What to work on. In the kitchen mortar forum thread, what material is the skeppshult mortar made of?

# What kitchen mortar?



## Matus (Mar 23, 2014)

This is a piece of kitchen equipment that we do not need often, but I got sick of mincing cloves (or similar spices) with knife.

My grandma had a big heavy brass mortar with big heavy brass pestle - it was quite loud too . Today it seems that wood, ceramic, or stone mortars are more common (indeed the technique is a little different too).

So - what do you use? What material/shape/size?

thanks


----------



## berko (Mar 23, 2014)

i have recently bought a skeppshult mortar and can only recommend it. its made of cast iron and works better then any mortar i have used before. it even shreds full anis(stars? how do you call it in english?) in only a few seconds. id suggest you get one of these!


----------



## Matus (Mar 23, 2014)

Now that one looks interesting. The description says that the surfaces that do the shredding/grinding are rough - doesn't that release iron particles during the process?


----------



## berko (Mar 23, 2014)

havent noticed that yet. but maybe.


----------



## Robert (Mar 23, 2014)

Buy a stone mortar and stone pestle if you use it for making a pasta of garlic or brake pepper etc. with it,Buy a clay one with wooden pestle if you need to bruise vegetables with it;both are at the Chinese shop for little money.


----------



## Mucho Bocho (Mar 24, 2014)

Data listing.
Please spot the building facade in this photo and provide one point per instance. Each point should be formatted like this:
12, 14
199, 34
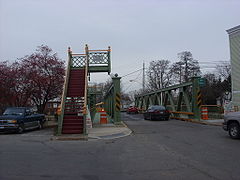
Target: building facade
234, 41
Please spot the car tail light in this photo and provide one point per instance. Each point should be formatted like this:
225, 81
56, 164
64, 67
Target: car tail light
166, 111
156, 111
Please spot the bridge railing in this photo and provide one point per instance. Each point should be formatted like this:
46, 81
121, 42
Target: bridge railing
183, 100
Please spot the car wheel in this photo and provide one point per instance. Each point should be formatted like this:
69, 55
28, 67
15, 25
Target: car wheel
234, 130
20, 128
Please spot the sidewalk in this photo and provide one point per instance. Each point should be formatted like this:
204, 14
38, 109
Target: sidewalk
216, 122
101, 131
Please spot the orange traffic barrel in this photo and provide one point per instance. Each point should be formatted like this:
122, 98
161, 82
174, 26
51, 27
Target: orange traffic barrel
204, 113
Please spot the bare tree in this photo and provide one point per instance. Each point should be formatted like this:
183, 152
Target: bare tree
159, 75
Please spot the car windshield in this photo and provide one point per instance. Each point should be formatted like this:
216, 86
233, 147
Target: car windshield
14, 111
157, 108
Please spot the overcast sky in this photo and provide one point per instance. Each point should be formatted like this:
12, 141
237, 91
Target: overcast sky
136, 30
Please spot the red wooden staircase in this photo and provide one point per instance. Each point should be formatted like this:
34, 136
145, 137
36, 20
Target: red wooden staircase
74, 103
74, 97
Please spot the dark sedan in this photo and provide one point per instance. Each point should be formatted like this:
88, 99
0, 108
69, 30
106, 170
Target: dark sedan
156, 113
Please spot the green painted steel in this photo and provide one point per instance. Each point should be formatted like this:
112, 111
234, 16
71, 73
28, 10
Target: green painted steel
112, 100
181, 100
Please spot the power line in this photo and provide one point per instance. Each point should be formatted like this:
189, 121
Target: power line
132, 72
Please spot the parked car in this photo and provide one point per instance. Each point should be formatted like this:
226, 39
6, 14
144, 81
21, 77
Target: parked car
132, 110
156, 112
19, 119
232, 124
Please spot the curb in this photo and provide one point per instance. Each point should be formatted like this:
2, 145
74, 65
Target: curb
204, 123
112, 136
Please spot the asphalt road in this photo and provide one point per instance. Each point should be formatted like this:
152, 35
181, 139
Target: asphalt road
156, 150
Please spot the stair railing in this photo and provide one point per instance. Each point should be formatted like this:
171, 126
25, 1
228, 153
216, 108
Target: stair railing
65, 86
85, 90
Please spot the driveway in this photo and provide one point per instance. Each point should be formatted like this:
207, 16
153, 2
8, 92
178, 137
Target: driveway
155, 150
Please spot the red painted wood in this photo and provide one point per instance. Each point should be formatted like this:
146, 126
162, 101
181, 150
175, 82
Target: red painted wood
72, 123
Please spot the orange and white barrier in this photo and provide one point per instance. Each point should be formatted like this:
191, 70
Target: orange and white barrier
204, 113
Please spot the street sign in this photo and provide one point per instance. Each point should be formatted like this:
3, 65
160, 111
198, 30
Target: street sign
202, 82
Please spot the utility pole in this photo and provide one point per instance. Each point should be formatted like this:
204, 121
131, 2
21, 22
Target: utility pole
143, 76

The result. Cast iron.